* [OBJECTIF]
Extrayez mot pour mot, du billet sur Michael Connelly, le passage qui commence aux mots « J’étais arrivé à » et s'arrête après « connaissais avant. ».

* [EXTRAIT]
═══
C’est au comptoir de la Comète que j’ai fini « L’épouvantail »
de Michael Connelly. J’avais mangé un gros sandwich à Montparnasse et je
voulais prendre un café avant de rentrer à la maison pour faire une sieste et
rédiger ce qui aurait du être ce court billet pour une histoire de pieds dans
le TGV mais mon billet a mûri quand je finissais ma bière après avoir tourné la
dernière page.
Je ne sais pas, vous, mais un café à 15h45 heures, ça ne me
disait finalement rien.
Et de toute manière, je suis obligé de passer devant la
Comète pour rentrer à la maison et Clémence, la serveuse, aurait été vexée si
je ne m’étais pas arrêté pour lui dire bonjour. Et puis, merde. Je n’ai pas
besoin de prétexte pour aller à la Comète, pour qui vous vous prenez ? Même
si j’avais du faire un détour, je serais allé à la Comète quand même. Vous
critiquez, mais vous ne connaissez pas les nichons de Clémence.
Même que je suis passé à l’Aéro, aussi, où je voulais
prendre un café mais le patron m’a servi un demi dès qu’il m’a vu.
J’étais arrivé à la page 465 sur 520. Je m’étais dit que si
je rentrais rapidement à la maison, j’aurais plongé dans les blogs après avoir
posé le bouquin sur l’étagère ad hoc, puis fait une sieste avant d’aller faire
un tour après avoir dîné de bonne heure. Le Connelly serait resté là pendant
des semaines…
J’ai fait un
billet, hier, pour
expliquer pourquoi je ne lisais quasiment plus de polars mais ce n’est pas du
tout ce que je voulais faire… Je voulais rapidement dire que je ne lisais
presque plus et que, pour la reprise, le Connelly m’avait happé… mais je ne
suis pas critique littéraire et je ne considère même pas ça comme de la
littérature. Je voulais faire un hommage à Connelly que la plupart des gens
connaissent depuis qu’un film a été adapté d’un de ses bouquins mais que je
connaissais avant.
Je ne sais pas rendre hommage. Connelly est un maître de ce
que j’appelle les polars américains. Ses héros sont vivants et ordinaires,
souvent des espèces de loosers auxquels on finit par s’attacher parce qu’ils
sont sympathiques. Comme me disais un pote, les héros de Connelly ont ceci de
particulier qu’ils vieillissent. Ce sont souvent les mêmes personnages qu’on
retrouve d’un bouquin à l’autre (il faut lire Connelly dans l’ordre) mais ils
prennent de la bouteille.
═══
* [ENTRÉES]
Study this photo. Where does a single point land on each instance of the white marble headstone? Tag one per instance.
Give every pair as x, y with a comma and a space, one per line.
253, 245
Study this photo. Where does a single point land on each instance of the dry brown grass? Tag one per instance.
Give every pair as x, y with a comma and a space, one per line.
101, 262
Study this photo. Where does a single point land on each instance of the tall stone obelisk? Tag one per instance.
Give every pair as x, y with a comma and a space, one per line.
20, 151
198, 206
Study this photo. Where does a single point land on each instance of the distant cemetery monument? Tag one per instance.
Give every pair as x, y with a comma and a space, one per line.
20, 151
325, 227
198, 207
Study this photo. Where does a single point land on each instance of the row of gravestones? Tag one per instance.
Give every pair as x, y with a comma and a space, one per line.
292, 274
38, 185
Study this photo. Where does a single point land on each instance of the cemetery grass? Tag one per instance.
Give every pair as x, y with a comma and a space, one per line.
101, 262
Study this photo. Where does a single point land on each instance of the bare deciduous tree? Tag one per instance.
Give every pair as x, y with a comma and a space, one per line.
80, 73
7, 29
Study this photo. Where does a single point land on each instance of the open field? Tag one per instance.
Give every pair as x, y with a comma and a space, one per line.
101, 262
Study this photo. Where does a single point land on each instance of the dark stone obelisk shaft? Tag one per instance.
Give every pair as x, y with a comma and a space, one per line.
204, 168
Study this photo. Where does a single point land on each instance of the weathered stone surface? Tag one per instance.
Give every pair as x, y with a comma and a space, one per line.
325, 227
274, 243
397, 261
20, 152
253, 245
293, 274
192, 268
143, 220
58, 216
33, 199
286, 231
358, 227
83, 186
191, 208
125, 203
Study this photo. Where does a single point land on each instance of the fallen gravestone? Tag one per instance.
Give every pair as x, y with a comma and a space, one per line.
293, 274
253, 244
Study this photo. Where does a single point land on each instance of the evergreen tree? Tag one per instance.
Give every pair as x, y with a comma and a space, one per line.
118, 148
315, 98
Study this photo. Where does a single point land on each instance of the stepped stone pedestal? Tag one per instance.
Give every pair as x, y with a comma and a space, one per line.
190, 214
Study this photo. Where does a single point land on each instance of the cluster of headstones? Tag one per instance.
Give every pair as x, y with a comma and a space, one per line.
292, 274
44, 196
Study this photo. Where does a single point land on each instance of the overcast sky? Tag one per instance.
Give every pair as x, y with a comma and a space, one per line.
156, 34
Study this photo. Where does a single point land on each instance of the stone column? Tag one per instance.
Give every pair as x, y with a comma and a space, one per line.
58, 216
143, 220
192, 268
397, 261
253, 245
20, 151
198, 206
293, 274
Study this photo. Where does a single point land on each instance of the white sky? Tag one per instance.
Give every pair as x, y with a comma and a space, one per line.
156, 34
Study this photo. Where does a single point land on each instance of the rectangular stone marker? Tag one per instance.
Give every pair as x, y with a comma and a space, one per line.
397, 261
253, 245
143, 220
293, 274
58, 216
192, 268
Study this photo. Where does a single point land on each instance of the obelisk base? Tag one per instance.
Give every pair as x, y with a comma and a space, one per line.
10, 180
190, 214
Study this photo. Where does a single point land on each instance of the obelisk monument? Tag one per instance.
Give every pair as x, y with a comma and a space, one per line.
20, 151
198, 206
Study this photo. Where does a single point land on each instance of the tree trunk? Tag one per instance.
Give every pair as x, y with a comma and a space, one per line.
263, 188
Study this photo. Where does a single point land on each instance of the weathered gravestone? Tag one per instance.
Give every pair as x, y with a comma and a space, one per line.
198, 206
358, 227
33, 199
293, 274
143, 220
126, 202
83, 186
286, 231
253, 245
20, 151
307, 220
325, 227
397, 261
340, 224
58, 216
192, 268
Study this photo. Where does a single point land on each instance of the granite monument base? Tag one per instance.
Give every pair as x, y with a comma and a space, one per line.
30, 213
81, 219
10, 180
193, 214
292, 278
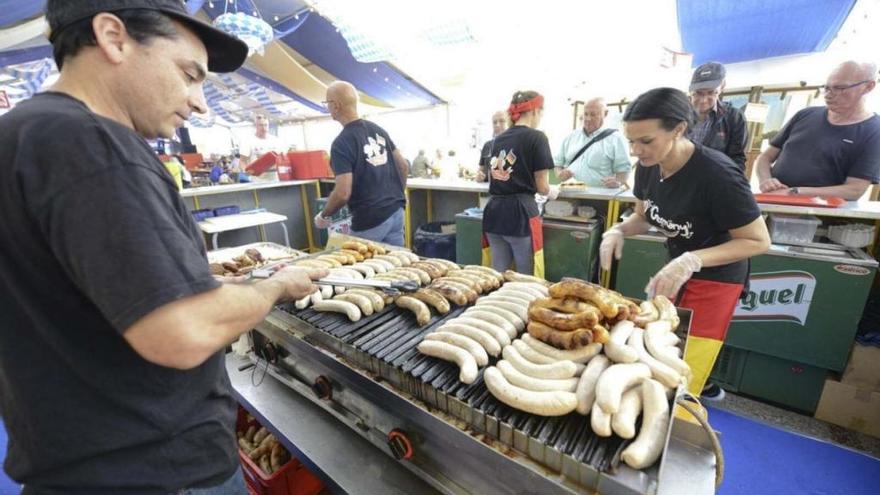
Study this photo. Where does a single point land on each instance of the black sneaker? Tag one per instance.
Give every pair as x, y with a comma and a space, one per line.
712, 392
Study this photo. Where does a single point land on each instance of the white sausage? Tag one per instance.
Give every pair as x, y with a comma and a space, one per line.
646, 448
494, 330
512, 318
316, 297
661, 372
617, 378
349, 309
365, 270
465, 361
515, 377
616, 348
506, 297
493, 318
303, 303
523, 290
586, 389
624, 421
466, 343
540, 403
666, 355
581, 355
404, 260
375, 299
520, 310
362, 302
538, 287
394, 260
559, 369
600, 421
485, 339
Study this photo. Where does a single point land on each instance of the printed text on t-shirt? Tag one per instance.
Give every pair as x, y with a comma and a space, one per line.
375, 151
669, 228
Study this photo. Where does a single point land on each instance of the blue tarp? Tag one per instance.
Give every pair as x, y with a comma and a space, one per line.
727, 31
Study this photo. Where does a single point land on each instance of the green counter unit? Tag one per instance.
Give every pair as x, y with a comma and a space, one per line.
781, 381
570, 249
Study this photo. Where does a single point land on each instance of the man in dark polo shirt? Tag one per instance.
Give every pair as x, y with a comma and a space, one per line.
112, 376
370, 172
832, 150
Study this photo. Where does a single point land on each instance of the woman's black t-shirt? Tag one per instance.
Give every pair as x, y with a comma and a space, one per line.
697, 207
517, 154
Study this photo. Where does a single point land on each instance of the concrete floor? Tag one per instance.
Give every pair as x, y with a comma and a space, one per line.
798, 423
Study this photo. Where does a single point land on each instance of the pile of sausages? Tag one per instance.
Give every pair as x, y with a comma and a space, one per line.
587, 349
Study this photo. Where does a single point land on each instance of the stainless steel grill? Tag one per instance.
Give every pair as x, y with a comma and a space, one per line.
563, 451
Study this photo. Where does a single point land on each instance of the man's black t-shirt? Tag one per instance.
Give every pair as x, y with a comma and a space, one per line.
517, 154
365, 150
816, 153
95, 236
697, 207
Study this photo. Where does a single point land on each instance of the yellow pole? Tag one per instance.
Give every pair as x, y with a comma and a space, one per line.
430, 206
307, 217
257, 205
406, 220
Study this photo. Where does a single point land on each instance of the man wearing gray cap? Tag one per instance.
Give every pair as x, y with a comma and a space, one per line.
719, 125
112, 375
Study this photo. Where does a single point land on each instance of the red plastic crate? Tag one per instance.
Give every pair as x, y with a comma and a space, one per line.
292, 479
262, 164
308, 165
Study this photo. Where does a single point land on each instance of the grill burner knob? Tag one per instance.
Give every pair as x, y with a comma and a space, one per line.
323, 388
400, 445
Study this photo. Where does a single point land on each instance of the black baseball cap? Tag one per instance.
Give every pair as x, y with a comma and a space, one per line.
226, 53
708, 76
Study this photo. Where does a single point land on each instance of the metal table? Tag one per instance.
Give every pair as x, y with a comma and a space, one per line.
345, 462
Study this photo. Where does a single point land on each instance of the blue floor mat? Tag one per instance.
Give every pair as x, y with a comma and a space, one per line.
7, 486
761, 459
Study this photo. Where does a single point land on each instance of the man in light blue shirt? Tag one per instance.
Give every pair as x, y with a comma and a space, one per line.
605, 163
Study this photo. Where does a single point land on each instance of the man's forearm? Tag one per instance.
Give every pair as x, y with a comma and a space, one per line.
184, 333
334, 203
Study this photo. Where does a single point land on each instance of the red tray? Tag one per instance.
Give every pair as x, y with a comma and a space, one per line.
800, 200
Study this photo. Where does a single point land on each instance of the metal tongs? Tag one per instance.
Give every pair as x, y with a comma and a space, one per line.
390, 287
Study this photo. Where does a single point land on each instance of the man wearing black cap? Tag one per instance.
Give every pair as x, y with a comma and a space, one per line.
111, 375
719, 125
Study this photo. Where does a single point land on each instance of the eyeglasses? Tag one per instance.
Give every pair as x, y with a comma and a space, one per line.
840, 89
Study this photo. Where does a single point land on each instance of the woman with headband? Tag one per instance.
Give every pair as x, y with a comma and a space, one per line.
700, 200
519, 167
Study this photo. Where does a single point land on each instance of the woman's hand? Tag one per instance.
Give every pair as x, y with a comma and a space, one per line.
668, 281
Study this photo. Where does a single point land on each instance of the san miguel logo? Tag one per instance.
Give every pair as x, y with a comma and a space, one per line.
777, 296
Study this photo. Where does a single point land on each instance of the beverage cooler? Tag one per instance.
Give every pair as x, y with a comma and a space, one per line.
571, 249
797, 322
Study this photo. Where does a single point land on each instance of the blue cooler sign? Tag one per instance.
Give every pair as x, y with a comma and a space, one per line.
777, 296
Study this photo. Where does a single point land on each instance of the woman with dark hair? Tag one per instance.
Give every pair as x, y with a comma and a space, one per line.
700, 200
518, 168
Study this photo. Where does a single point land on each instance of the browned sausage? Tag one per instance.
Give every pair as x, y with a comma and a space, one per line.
564, 321
573, 339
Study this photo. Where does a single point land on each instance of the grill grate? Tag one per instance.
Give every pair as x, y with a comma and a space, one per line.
391, 337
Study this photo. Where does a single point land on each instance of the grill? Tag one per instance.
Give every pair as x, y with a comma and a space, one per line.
382, 348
═══
* [RÉPONSE RÉDIGÉE]
J’étais arrivé à la page 465 sur 520. Je m’étais dit que si
je rentrais rapidement à la maison, j’aurais plongé dans les blogs après avoir
posé le bouquin sur l’étagère ad hoc, puis fait une sieste avant d’aller faire
un tour après avoir dîné de bonne heure. Le Connelly serait resté là pendant
des semaines…
J’ai fait un
billet, hier, pour
expliquer pourquoi je ne lisais quasiment plus de polars mais ce n’est pas du
tout ce que je voulais faire… Je voulais rapidement dire que je ne lisais
presque plus et que, pour la reprise, le Connelly m’avait happé… mais je ne
suis pas critique littéraire et je ne considère même pas ça comme de la
littérature. Je voulais faire un hommage à Connelly que la plupart des gens
connaissent depuis qu’un film a été adapté d’un de ses bouquins mais que je
connaissais avant.